### Extrait du document
##############################

Physiologiquement, l'orgasme comporte une synchronisation des neurones montant brusquement vers un climax avant de craquer en trous d'énergie. Psychiquement, il conjoint d'une manière extrême l'intensité avec l'expansion. Ne discriminant rien, il ne transmet aucune information, il ne capte ni ne transmet aucun signe ; c'est une perception, une imagination, une motricité non informationnelles, et par là indéfinies, infinies, comme du reste la sensation génitale qui le prépare. Trouvant son point d’application au centre de l'organisme, il le rassemble en entier, obtient la fusion de ses parties, et leur diffusion en même temps. Eprouvé à partir de la région abdominale, et du plus bas de cette région, il reconduit le corps vivant à son niveau de continuité avec la nature. C'est encore une expérience de fusion du fait qu'il prend son départ sensible dans des tissus érectiles, aboutit à une effusion, projette le sujet hors de soi d'une manière qui a fait parler de son extase, tant le jeu de la sensation et du désir y devient sensation de désir. Sa passivité, ou si l'on préfère sa spontanéité, est telle qu'elle peut passer pour un automatisme. On voit ses prédispositions à l'expérience symbolique.

Cependant, si l'orgasme n'était que cela, il serait confusion, inconscience ; sa: totalisation et son immédiation seraient vides. Mais il est rythmique, c'est-à-dire retour en même temps qu'aller, va-et-vient. On s'en aperçoit dans ses échecs chez l'homme : trop abandonné, il se perd dans l'éjaculation précoce ; trop retenu, il se diffère dans l'éjaculation retardée ; et il y a des troubles comparables chez la femme. Comme Ferencsi l'a bien vu, la réussite orgastique est un subtil équilibre d'abandon et de reprise, de transcendance et d'immanence, d'extase et de conscience, d'indétermination et de détermination. Projection à l'extrême bord de soi, mais en restant en soi. Elan et retenue alternés, alternés assez vite pour ne faire qu'une conscience, une erlebnis.

##############################

(Enregistrements d'annotation de contours)
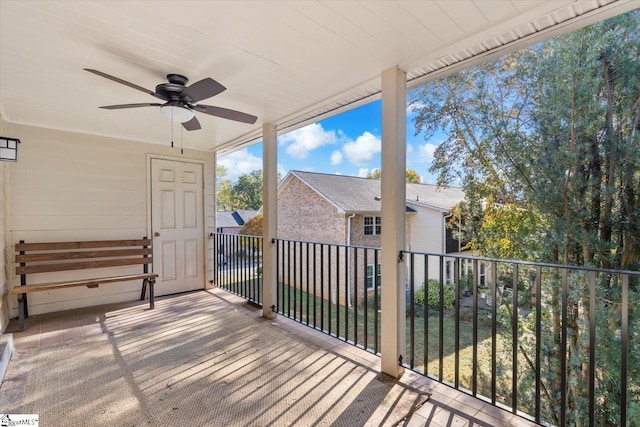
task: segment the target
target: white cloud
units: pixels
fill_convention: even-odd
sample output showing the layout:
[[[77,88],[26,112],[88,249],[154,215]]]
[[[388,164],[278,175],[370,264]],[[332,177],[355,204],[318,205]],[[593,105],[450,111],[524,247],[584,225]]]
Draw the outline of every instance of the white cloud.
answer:
[[[287,154],[296,159],[306,159],[309,152],[337,141],[336,132],[324,130],[319,123],[296,129],[278,138],[278,143],[286,146]]]
[[[342,146],[342,151],[347,159],[354,165],[366,165],[375,154],[382,151],[380,138],[370,132],[365,132]]]
[[[438,146],[430,142],[420,145],[418,147],[418,158],[425,163],[433,162],[433,154],[435,153],[436,148],[438,148]]]
[[[339,165],[340,163],[342,163],[342,159],[343,159],[343,155],[340,151],[336,150],[333,153],[331,153],[331,164],[332,165]]]
[[[251,173],[254,170],[262,170],[262,159],[249,153],[246,148],[220,157],[218,164],[227,169],[227,175],[222,179],[231,181],[235,181],[240,175]]]

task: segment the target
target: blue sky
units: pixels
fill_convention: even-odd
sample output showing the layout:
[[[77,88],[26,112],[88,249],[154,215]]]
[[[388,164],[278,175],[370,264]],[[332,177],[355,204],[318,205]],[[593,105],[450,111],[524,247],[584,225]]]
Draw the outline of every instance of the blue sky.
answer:
[[[434,184],[428,169],[433,151],[441,141],[425,141],[415,136],[413,116],[407,112],[407,168]],[[381,101],[375,101],[334,117],[278,136],[278,170],[282,176],[290,170],[303,170],[366,176],[380,168]],[[262,143],[222,156],[218,163],[227,168],[234,181],[244,173],[262,169]]]

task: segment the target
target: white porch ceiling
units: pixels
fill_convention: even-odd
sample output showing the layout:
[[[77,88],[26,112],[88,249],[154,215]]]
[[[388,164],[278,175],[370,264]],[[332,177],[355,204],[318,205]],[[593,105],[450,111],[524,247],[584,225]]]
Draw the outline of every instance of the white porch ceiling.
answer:
[[[142,92],[168,73],[227,87],[196,113],[185,147],[228,152],[375,99],[398,65],[416,84],[640,6],[636,0],[0,1],[0,115],[9,123],[168,144],[171,125]],[[174,130],[177,140],[180,127]],[[10,135],[9,135],[10,136]]]

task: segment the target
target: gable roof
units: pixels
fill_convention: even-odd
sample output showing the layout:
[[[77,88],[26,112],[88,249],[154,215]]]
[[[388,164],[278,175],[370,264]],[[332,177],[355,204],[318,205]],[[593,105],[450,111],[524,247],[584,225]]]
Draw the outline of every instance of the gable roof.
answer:
[[[258,214],[258,211],[238,210],[233,212],[216,212],[216,226],[219,228],[242,227],[245,222]]]
[[[290,176],[295,176],[344,213],[380,212],[380,180],[355,176],[331,175],[316,172],[290,171],[281,188]],[[461,188],[442,188],[428,184],[407,184],[407,202],[432,209],[449,211],[464,199]],[[415,211],[407,206],[407,212]]]

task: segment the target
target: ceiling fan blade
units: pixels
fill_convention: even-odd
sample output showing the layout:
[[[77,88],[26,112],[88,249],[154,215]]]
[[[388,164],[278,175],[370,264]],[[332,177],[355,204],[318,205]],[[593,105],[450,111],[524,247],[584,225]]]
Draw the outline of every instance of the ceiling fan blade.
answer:
[[[84,68],[84,70],[86,70],[86,71],[88,71],[88,72],[90,72],[90,73],[93,73],[93,74],[95,74],[95,75],[98,75],[98,76],[100,76],[100,77],[104,77],[105,79],[112,80],[112,81],[114,81],[114,82],[116,82],[116,83],[120,83],[120,84],[123,84],[123,85],[125,85],[125,86],[129,86],[130,88],[137,89],[137,90],[139,90],[139,91],[141,91],[141,92],[148,93],[149,95],[154,96],[154,97],[156,97],[156,98],[158,98],[158,99],[162,99],[162,100],[164,100],[164,101],[167,101],[167,98],[165,98],[165,97],[164,97],[164,96],[162,96],[162,95],[159,95],[159,94],[155,93],[155,92],[154,92],[154,91],[152,91],[152,90],[145,89],[145,88],[143,88],[142,86],[138,86],[138,85],[133,84],[133,83],[129,83],[129,82],[128,82],[128,81],[126,81],[126,80],[119,79],[118,77],[111,76],[111,75],[109,75],[109,74],[107,74],[107,73],[103,73],[102,71],[92,70],[91,68]]]
[[[189,97],[191,99],[189,102],[198,102],[224,92],[226,89],[211,77],[207,77],[183,90],[182,96]]]
[[[104,108],[105,110],[120,110],[122,108],[138,108],[138,107],[159,107],[163,104],[150,104],[150,103],[144,103],[144,104],[120,104],[120,105],[105,105],[104,107],[100,107],[100,108]]]
[[[198,121],[198,119],[194,116],[193,119],[189,120],[188,122],[184,122],[182,124],[182,126],[186,129],[186,130],[198,130],[200,129],[200,122]]]
[[[201,113],[222,117],[223,119],[235,120],[236,122],[249,123],[251,125],[258,120],[256,116],[228,108],[213,107],[211,105],[194,105],[191,108]]]

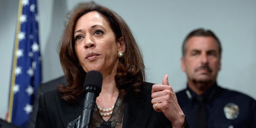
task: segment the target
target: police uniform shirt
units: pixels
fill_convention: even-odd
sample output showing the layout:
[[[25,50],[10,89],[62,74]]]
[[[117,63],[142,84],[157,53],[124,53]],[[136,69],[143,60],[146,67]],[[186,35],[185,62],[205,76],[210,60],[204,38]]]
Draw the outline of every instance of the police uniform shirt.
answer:
[[[199,103],[188,86],[176,93],[178,102],[190,128],[194,127]],[[215,83],[203,95],[205,100],[207,128],[256,128],[256,101]]]

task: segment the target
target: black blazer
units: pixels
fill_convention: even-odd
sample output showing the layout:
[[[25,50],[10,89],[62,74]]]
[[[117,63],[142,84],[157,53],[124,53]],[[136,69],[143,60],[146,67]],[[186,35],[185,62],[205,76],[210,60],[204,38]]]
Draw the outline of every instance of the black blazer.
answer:
[[[56,86],[60,86],[61,84],[66,84],[66,83],[67,82],[66,77],[65,77],[65,76],[62,76],[56,79],[39,85],[39,86],[38,86],[38,88],[35,97],[34,101],[33,111],[30,114],[29,121],[28,123],[28,128],[35,128],[36,115],[38,113],[38,101],[39,100],[40,94],[41,93],[54,90],[56,89]]]
[[[124,99],[123,128],[168,128],[171,123],[162,112],[157,112],[151,104],[153,84],[145,83],[143,94],[128,94]],[[79,103],[70,105],[60,98],[57,90],[42,93],[36,128],[64,128],[82,115],[84,96]]]

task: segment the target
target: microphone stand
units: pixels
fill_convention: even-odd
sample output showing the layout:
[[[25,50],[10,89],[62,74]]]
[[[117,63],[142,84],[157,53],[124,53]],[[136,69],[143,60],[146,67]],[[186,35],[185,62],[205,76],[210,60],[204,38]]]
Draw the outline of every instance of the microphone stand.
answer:
[[[85,90],[95,90],[96,88],[94,86],[88,86],[86,87]],[[70,122],[68,124],[68,128],[89,128],[93,116],[93,113],[94,111],[94,107],[96,103],[96,98],[98,95],[95,95],[95,93],[92,91],[87,92],[85,95],[84,109],[81,119],[81,115],[79,115],[77,119],[73,121]],[[80,122],[80,120],[82,121]]]

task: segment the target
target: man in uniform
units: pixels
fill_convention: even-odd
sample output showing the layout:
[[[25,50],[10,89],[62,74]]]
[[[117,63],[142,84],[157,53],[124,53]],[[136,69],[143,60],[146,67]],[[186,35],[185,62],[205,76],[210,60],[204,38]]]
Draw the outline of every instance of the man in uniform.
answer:
[[[216,82],[221,43],[210,30],[191,32],[184,40],[181,60],[187,88],[176,93],[190,128],[256,128],[256,101]]]

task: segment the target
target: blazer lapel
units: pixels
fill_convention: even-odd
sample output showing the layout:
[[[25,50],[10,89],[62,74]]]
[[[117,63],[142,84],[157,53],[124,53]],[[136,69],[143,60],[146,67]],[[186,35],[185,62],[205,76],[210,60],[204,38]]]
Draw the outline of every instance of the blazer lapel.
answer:
[[[55,98],[61,120],[64,126],[66,127],[69,122],[82,115],[83,104],[83,102],[79,102],[78,104],[71,105],[61,99],[58,93],[55,93]]]

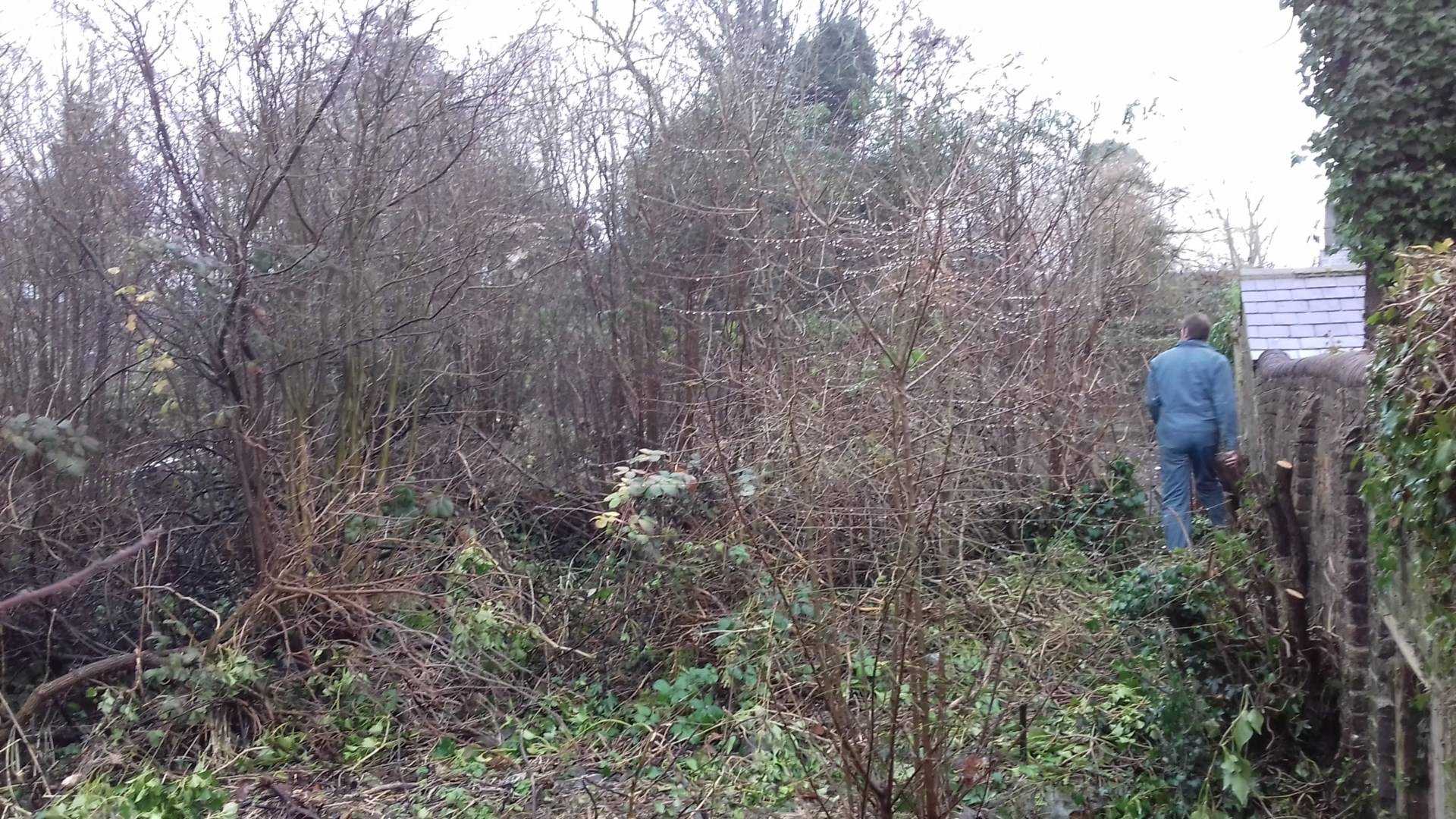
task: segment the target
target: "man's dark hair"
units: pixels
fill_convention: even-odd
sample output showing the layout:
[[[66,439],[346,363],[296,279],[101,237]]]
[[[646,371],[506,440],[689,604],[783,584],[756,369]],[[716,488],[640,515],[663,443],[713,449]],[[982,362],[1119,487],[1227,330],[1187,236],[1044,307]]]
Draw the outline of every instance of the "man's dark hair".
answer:
[[[1208,322],[1208,316],[1203,313],[1192,313],[1184,319],[1184,335],[1188,341],[1208,341],[1208,329],[1213,324]]]

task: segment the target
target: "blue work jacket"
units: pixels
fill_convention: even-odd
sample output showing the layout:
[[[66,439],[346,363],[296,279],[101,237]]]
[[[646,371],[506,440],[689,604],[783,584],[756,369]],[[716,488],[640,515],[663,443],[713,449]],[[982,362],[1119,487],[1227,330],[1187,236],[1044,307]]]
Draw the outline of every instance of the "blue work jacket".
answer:
[[[1233,367],[1207,341],[1181,341],[1147,367],[1147,414],[1158,440],[1207,436],[1219,452],[1239,447]]]

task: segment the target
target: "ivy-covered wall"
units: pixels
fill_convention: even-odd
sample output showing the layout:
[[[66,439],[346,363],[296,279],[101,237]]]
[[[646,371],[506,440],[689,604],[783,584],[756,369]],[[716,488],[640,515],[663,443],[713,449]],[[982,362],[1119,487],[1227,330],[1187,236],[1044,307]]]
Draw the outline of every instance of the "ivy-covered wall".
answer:
[[[1456,810],[1456,254],[1452,240],[1398,255],[1376,313],[1372,436],[1361,466],[1382,622],[1374,669],[1392,681],[1382,736],[1393,781],[1427,785],[1430,815]],[[1427,734],[1427,736],[1421,736]]]
[[[1373,353],[1238,353],[1242,447],[1294,465],[1310,622],[1372,810],[1456,810],[1456,256],[1402,256]]]
[[[1293,360],[1280,351],[1239,361],[1241,443],[1252,468],[1273,477],[1294,465],[1294,510],[1307,544],[1310,624],[1324,630],[1342,698],[1341,752],[1369,755],[1367,669],[1372,647],[1372,564],[1363,477],[1354,468],[1366,431],[1367,353]]]

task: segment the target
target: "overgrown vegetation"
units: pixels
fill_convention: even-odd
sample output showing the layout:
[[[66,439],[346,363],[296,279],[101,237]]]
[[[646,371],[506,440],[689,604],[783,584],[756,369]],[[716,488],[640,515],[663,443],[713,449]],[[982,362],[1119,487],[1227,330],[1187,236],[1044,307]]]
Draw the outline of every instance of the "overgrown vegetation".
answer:
[[[1329,815],[1176,194],[855,10],[9,48],[3,813]]]
[[[1450,321],[1456,316],[1452,240],[1399,255],[1395,286],[1379,313],[1374,436],[1361,456],[1372,546],[1385,583],[1409,573],[1434,595],[1427,612],[1437,662],[1456,650],[1456,392]]]

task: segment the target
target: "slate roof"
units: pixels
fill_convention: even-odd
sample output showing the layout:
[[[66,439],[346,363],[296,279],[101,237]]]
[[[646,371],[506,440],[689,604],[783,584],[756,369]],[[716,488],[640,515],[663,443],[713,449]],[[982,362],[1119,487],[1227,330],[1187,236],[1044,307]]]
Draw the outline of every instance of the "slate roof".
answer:
[[[1358,265],[1239,271],[1249,354],[1291,358],[1364,347],[1364,270]]]

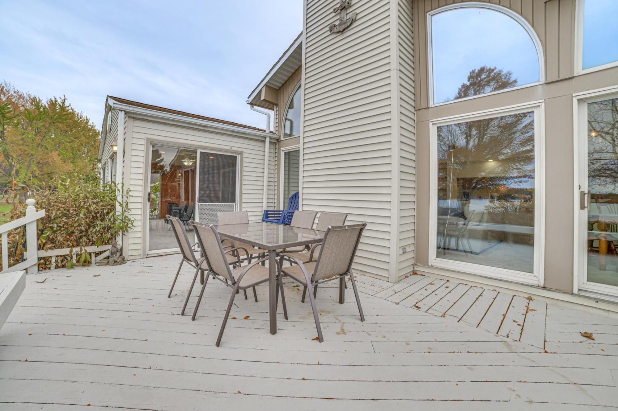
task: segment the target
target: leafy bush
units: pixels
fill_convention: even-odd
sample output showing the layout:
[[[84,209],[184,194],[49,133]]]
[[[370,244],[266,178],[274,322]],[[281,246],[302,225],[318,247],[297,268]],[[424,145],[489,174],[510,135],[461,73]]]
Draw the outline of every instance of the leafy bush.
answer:
[[[65,180],[56,188],[42,189],[33,193],[37,210],[45,209],[45,217],[38,220],[38,249],[80,248],[111,243],[112,239],[126,233],[133,226],[129,214],[130,190],[114,182],[101,185],[98,179],[84,178]],[[119,212],[116,211],[119,206]],[[19,204],[11,211],[11,220],[25,216],[26,204]],[[25,230],[14,230],[9,235],[12,264],[22,260],[25,243]],[[88,265],[90,257],[82,250],[78,265]],[[40,263],[41,269],[48,268],[49,261]],[[56,267],[73,263],[69,256],[57,257]]]

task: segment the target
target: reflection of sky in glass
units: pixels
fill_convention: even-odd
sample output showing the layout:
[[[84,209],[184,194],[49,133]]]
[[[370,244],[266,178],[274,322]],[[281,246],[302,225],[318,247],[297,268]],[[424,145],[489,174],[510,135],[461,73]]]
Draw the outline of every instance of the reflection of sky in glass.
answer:
[[[588,0],[583,10],[583,64],[589,68],[618,60],[618,1]]]
[[[510,70],[518,85],[539,80],[534,43],[507,15],[480,7],[456,9],[433,16],[431,27],[434,102],[452,100],[470,70],[483,65]]]

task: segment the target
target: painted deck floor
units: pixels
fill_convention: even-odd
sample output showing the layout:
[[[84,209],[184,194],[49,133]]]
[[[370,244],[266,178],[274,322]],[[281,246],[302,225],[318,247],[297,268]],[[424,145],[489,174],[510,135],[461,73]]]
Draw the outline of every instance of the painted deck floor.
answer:
[[[271,335],[263,286],[258,302],[237,298],[217,348],[229,289],[209,282],[196,320],[180,317],[192,272],[167,298],[178,258],[27,276],[0,330],[0,409],[618,409],[618,320],[423,276],[358,276],[365,322],[351,288],[340,305],[324,286],[326,341],[313,341],[289,281],[290,318],[280,310]]]

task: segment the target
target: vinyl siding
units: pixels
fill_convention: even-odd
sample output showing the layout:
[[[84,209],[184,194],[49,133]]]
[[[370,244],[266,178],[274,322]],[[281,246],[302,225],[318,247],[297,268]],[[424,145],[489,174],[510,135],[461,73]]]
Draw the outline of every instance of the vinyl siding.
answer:
[[[129,116],[126,116],[129,117]],[[135,220],[135,228],[127,235],[127,257],[140,258],[145,251],[145,228],[143,214],[148,190],[145,188],[146,173],[150,171],[148,144],[157,142],[180,146],[199,146],[222,151],[241,152],[240,209],[248,212],[251,221],[260,221],[262,216],[262,194],[264,183],[264,141],[245,138],[232,133],[218,134],[198,128],[184,127],[150,120],[130,117],[130,160],[129,186],[131,215]],[[146,140],[148,139],[148,141]],[[269,150],[268,207],[274,206],[274,163],[276,154],[274,142]]]
[[[418,0],[414,1],[417,45],[417,108],[429,106],[427,13],[447,4],[469,0]],[[477,0],[478,1],[478,0]],[[480,0],[503,6],[520,14],[530,23],[543,45],[547,82],[574,75],[575,0]]]
[[[331,34],[334,3],[307,1],[302,136],[303,209],[367,223],[355,268],[386,277],[397,230],[391,224],[391,2],[355,1],[349,11],[357,20]]]
[[[414,270],[414,225],[416,213],[416,135],[414,101],[414,44],[412,4],[398,0],[397,89],[399,91],[399,218],[397,276]],[[406,252],[402,249],[406,249]]]

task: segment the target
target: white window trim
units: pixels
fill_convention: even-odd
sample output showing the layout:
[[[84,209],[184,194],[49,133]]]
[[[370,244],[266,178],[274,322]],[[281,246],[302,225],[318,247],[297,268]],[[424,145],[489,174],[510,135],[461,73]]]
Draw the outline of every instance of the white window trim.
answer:
[[[618,66],[618,60],[595,65],[588,68],[583,68],[583,8],[585,0],[575,1],[575,71],[576,76],[593,73],[601,70],[611,68]]]
[[[454,261],[436,256],[438,223],[438,127],[509,114],[534,112],[535,116],[535,234],[532,273]],[[482,276],[543,286],[545,236],[544,103],[543,101],[492,109],[430,120],[429,265]]]
[[[573,293],[592,297],[603,297],[618,301],[618,287],[588,283],[587,281],[587,236],[582,228],[586,223],[585,213],[580,209],[580,191],[588,191],[588,146],[582,138],[588,133],[587,104],[611,98],[618,98],[618,86],[604,87],[573,95],[573,152],[574,152],[574,249]],[[582,184],[580,184],[582,183]]]
[[[199,146],[187,146],[185,144],[174,144],[173,143],[169,143],[166,141],[163,141],[158,139],[147,139],[146,145],[148,146],[148,149],[146,152],[146,157],[145,159],[144,163],[144,191],[143,195],[143,211],[142,211],[142,218],[143,221],[146,222],[146,224],[144,224],[144,226],[142,231],[142,253],[144,257],[154,257],[155,255],[165,255],[167,254],[177,253],[180,249],[179,247],[172,247],[172,248],[166,248],[161,249],[159,250],[150,250],[148,247],[150,246],[150,222],[148,216],[149,207],[148,202],[146,201],[148,197],[148,193],[150,191],[150,158],[152,155],[153,146],[156,146],[158,147],[167,147],[171,149],[188,149],[188,150],[195,150],[197,152],[197,157],[195,159],[195,183],[196,183],[196,189],[195,189],[195,211],[194,212],[197,213],[197,205],[198,205],[198,197],[199,196],[199,191],[197,189],[197,186],[200,184],[200,169],[199,169],[199,162],[200,162],[200,152],[205,151],[207,152],[213,152],[217,154],[224,154],[226,156],[235,156],[237,157],[236,160],[236,205],[235,207],[235,210],[239,211],[242,209],[242,203],[240,202],[240,195],[242,193],[242,189],[240,185],[242,183],[242,180],[240,180],[240,174],[242,172],[242,167],[241,164],[241,161],[242,160],[242,157],[241,153],[238,151],[226,151],[224,150],[222,151],[220,148],[211,149],[208,146],[199,145]],[[195,237],[195,241],[197,241],[197,237]]]
[[[292,138],[291,137],[289,137],[288,138]],[[279,202],[279,209],[280,210],[283,210],[284,209],[283,209],[283,207],[284,207],[283,206],[284,201],[286,201],[286,200],[287,200],[287,198],[286,199],[284,199],[283,198],[283,173],[284,173],[284,172],[285,171],[284,170],[284,167],[285,167],[285,164],[286,164],[286,162],[284,161],[284,156],[285,155],[285,153],[286,152],[287,152],[287,151],[294,151],[295,150],[298,150],[298,154],[300,156],[300,144],[296,144],[295,146],[290,146],[289,147],[286,147],[285,148],[282,148],[281,149],[281,164],[279,164],[279,175],[280,176],[280,178],[279,179],[279,192],[280,193],[279,197],[281,198],[279,199],[278,202]],[[299,197],[300,196],[300,187],[301,187],[301,186],[300,186],[300,159],[299,159],[299,161],[298,161],[298,168],[299,168],[299,170],[298,170],[298,196]]]
[[[286,137],[285,135],[286,135],[286,117],[287,117],[287,112],[288,112],[288,110],[290,108],[290,103],[292,102],[292,99],[294,98],[294,94],[295,94],[296,92],[298,91],[299,88],[300,88],[300,86],[302,85],[302,81],[298,81],[298,83],[297,85],[296,85],[296,87],[294,87],[294,91],[292,91],[292,94],[290,94],[290,98],[289,99],[287,99],[287,102],[286,103],[286,109],[283,112],[283,117],[281,117],[281,130],[279,130],[279,133],[280,133],[280,135],[281,136],[281,139],[282,140],[283,140],[283,139],[287,139],[288,138],[295,138],[296,137],[300,137],[300,134],[298,136],[290,136],[289,137]],[[300,102],[300,108],[301,108],[300,118],[302,118],[302,117],[303,117],[303,113],[302,113],[302,100],[303,100],[303,96],[302,96],[302,90],[300,91],[300,93],[301,93],[300,94],[300,101],[301,101],[301,102]]]
[[[497,91],[492,91],[491,93],[487,93],[483,94],[479,94],[478,96],[472,96],[470,97],[466,97],[462,99],[457,99],[457,100],[451,100],[450,101],[445,101],[444,102],[436,103],[434,102],[434,95],[433,95],[433,41],[432,40],[432,28],[431,28],[431,17],[434,15],[442,13],[443,12],[448,11],[449,10],[454,10],[455,9],[465,9],[469,7],[479,7],[482,9],[489,9],[490,10],[494,10],[496,11],[501,12],[507,15],[507,16],[514,19],[523,28],[524,30],[530,35],[530,38],[532,39],[532,42],[535,44],[535,48],[536,49],[536,55],[538,57],[539,60],[539,81],[535,81],[534,83],[530,83],[529,84],[525,84],[521,86],[518,86],[517,87],[513,87],[511,88],[507,88],[504,90],[498,90]],[[470,100],[472,99],[476,99],[480,97],[485,97],[486,96],[492,96],[493,94],[497,94],[501,93],[506,93],[507,91],[512,91],[513,90],[518,90],[522,88],[527,88],[528,87],[533,87],[535,86],[538,86],[541,84],[543,84],[545,82],[545,59],[543,55],[543,45],[541,43],[541,40],[539,39],[538,36],[536,35],[536,32],[533,28],[532,26],[523,18],[522,15],[515,12],[510,9],[507,9],[502,6],[499,6],[497,4],[494,4],[491,3],[481,3],[479,2],[465,2],[462,3],[457,3],[455,4],[451,4],[449,6],[445,6],[444,7],[440,7],[439,9],[436,9],[435,10],[432,10],[431,11],[427,13],[427,60],[428,60],[428,78],[429,80],[429,106],[430,107],[436,107],[438,106],[444,106],[445,104],[451,104],[455,102],[459,102],[460,101],[465,101],[466,100]]]

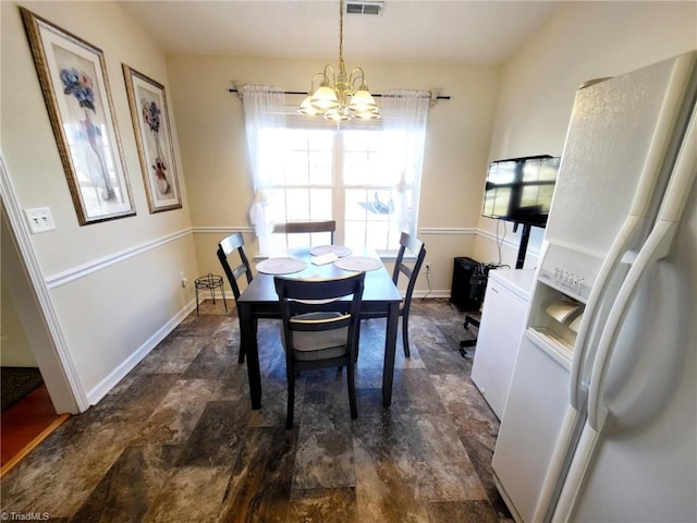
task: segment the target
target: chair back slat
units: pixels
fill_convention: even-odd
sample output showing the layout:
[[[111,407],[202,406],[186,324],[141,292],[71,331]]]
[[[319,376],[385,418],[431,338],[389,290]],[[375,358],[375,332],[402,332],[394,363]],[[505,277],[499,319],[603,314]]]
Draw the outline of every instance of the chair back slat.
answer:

##############################

### Exercices
[A] Comptez les lignes des enregistrements qui contiennent la chaîne « shirt ». Indiquez seulement ce nombre.
[B] Reprenez le texte sur l'orgasme à la suite de sa dernière phrase et poursuivez-le.

### Corrigé
[A] 2

[B]
Mais, à cause de ce rapt, l'orgasme, trop bref, ne réussirait pas encore à assurer la symbolisation, s'il n'était lié à la caresse, plus calme, qui le prépare et culmine en lui. Elle aussi a deux pôles. C'est une démarche de fusion, de liaison des parties entre elles, d'engendrement des parties l'une par l'autre, ou plus exactement à partir de leur unité préalable ; elle vit de vertige, depuis le moment où elle devient sexuelle (la simple caresse familière ne nous concerne pas ici) ; elle ne distingue pas le sujet et l'objet, mais les invite à résulter de leur couple ; culminant au foyer génital, elle fait fusionner et rayonner l'organisme à partir de son centre ; jamais elle n'explore, ni ne manipule, ni ne discrimine ; elle s'aide de parfums, de pénombre, de babil, pour mieux couler. Mais, en même temps, tout en fluidifiant la détermination, et en s'interdisant de l'apercevoir comme telle, elle l'introduit, puisque ses parcours ont beau fondre et se fondre, ils restent quelque peu des parcours ; puisqu'elle est attentive au moindre détail, même si, dans ce détail, c'est toujours le tout qui est perçu ; et le caressant résume le caressé dans un lobe d'oreille. Elle développe d'ailleurs l'éveil d'une séduction, même si le sujet s'abandonne. Ainsi la caresse, indétermination déterminante, a la même structure antinomique que l'orgasme dans son va-et-vient. Elle articule également assez de fini, de partiel, de successif, à l'infini, au total, à l'éternel — mais du dedans, sans les compromettre — pour qu'ils ne se perdent pas dans l'indifférence.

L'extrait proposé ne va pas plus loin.